[Extract provided]

There are three areas of concern. The first relates to the terminology in the bill. That has been partially addressed by an Executive amendment on the definition of treatment. However, the common law position on medical treatment must be taken into account. Furthermore, the term "benefit" in the bill raises issues in relation to common law. The British Medical Association guidelines have been referred to in evidence to the committee and there is a question about the effect that they may have on interpreting some parts of the bill.
To give some background to those concerns, I will consider briefly the position in common law, on which I understand the committee has received a briefing. In common law, passive euthanasia rests on the Law hospital decision. That decision redefined the question of assisted feeding and hydration. Previously, assisted feeding and hydration was seen as basic care, rather than as medical treatment. Under common law, notwithstanding the Executive amendment, assisted feeding and hydration is now regarded as medical treatment.
The Law hospital decision also redefined the term "benefit". Under common law, the definition of "benefit" includes an assessment of the benefit of the continued existence of the patient rather than strictly of the treatment. It concerns the value of continuing with any form of assisted feeding or hydration and is not necessarily a clinical decision.
The judgment also made it clear that a doctor did not have a duty to give assisted feeding and hydration to a patient whose continued existence was considered not to be a benefit by
"a large and responsible body of medical opinion",
which was the guidance issued by the BMA ethics committee. That guidance seeks to cover not only people in a persistent vegetative state, or PVS, but people who suffer from conditions such as severe dementia, advanced dementia or a severe stroke. The decision whether to withhold or withdraw artificially administered food or fluids to such patients can be made on the ground that it is not to their benefit to continue the treatment.

[/Extract provided]

What you will do
1) Could you copy the statement on assisted feeding and the bill from "To give some" up to and including "regarded as medical treatment."?
2) How would the statement on assisted feeding and the bill go on after its last sentence?

[Record extracts]

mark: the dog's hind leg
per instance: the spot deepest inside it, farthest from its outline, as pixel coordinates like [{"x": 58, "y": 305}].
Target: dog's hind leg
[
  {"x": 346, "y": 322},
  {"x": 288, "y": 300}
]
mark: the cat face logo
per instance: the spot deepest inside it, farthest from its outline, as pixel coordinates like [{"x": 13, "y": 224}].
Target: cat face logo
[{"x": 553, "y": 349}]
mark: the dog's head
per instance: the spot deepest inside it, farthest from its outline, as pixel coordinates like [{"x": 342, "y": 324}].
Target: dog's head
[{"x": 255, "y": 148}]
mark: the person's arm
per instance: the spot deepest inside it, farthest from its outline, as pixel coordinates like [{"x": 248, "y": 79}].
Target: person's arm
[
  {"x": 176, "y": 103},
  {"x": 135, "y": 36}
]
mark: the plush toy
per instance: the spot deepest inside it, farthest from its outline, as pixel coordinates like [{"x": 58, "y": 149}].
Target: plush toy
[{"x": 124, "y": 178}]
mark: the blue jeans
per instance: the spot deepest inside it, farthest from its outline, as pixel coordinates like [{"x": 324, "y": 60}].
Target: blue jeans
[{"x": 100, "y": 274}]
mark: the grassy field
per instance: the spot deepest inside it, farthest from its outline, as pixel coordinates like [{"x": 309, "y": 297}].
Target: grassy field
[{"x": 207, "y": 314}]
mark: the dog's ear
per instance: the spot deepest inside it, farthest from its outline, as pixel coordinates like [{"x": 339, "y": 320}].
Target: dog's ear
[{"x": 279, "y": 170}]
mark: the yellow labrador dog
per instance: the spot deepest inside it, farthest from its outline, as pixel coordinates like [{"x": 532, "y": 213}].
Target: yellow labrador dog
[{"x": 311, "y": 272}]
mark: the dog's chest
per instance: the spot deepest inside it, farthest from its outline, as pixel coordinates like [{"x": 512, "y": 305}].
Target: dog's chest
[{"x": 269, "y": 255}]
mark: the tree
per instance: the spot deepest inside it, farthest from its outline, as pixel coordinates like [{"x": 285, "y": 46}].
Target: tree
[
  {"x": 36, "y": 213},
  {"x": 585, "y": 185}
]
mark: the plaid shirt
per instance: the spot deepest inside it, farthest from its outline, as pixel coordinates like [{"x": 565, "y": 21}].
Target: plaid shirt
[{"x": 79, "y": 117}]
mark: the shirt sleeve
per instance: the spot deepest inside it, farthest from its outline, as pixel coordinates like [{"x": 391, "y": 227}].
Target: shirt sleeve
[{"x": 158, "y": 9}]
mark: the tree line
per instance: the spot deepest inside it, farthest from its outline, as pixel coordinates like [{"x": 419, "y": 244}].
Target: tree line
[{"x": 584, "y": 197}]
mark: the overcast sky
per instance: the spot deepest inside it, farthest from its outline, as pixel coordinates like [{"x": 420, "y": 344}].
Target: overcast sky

[/Record extracts]

Answer set
1)
To give some background to those concerns, I will consider briefly the position in common law, on which I understand the committee has received a briefing. In common law, passive euthanasia rests on the Law hospital decision. That decision redefined the question of assisted feeding and hydration. Previously, assisted feeding and hydration was seen as basic care, rather than as medical treatment. Under common law, notwithstanding the Executive amendment, assisted feeding and hydration is now regarded as medical treatment.

2)
The BMA's guidance seeks to allow doctors to withdraw treatment such as assisted food and fluids, and the bill's terminology can extend that principle to incapable adults. The combination of the bill's guiding principles, common law and the BMA guidelines is the real source of people's concerns about passive euthanasia.
In case there is some confusion, I stress that the amendment would not reverse the Law hospital decision; members who suggest otherwise should put forward the legal reasons why they take that view. As in the Law hospital case, people would still be able to go to court and put their case under court scrutiny. Without the amendment, food and fluid could be withdrawn from an incapable adult without court scrutiny because it was not considered to be of benefit to them. I do not believe that that was the bill's intention, and the amendment would give an appropriate safeguard to ensure that that did not happen.
I move amendment 327.
Michael's presentation has left me very little to say. In supporting his amendment, I should point out that we are all aware that the bill's principles will benefit the many, not the few. However, we have to guard against the possibility that a very few people will abuse the regulations.
More people have corresponded with us on this subject than on any other issue in the bill. Even as late as yesterday, I was being given hand-delivered letters pleading with us not to allow people with incapacity—however incapacitated they might be—to end up in a state where the basics of life such as food and water could be withdrawn under any circumstances without proper scrutiny. Michael Matheson has given a wonderful presentation of the case, to which I can add little. I very much support the amendment.
We will have a round-up of questions before I ask the minister to reply.
I welcome the chance to discuss this extremely important issue, about which I have thought for a long time; I have talked with the minister about it at least three times. Like Michael, I am concerned about the possibility that nutrition and hydration could be withdrawn from patients who are not dying. I realise that we cannot seek to reverse the Law hospital decision on this matter and I am not convinced that the amendment would not set up a conflict between statute law and case law in this area. Even though the amendment uses the words "in this Act", I need clarification on that point.
I was alarmed by the evidence that the British Medical Association gave to the committee, which seemed to suggest a cavalier approach to the provision or withdrawal of nutrition or hydration from patients who had suffered a stroke or were in advanced dementia, even if they were not dying.
I would like to be reassured that the legislation will not extend the Law hospital verdict by making it legally possible for adults with incapacity to be denied nutrition or hydration without recourse to the courts. That fear has been voiced in some quarters and has been backed by legal opinion.
Following on from what Michael said, I would like reassurance about the definition of "benefit" in the bill. It should not extend to concepts such as the quality of life of a patient; it should just mean clinical or medical benefit and should relate to physical and mental health.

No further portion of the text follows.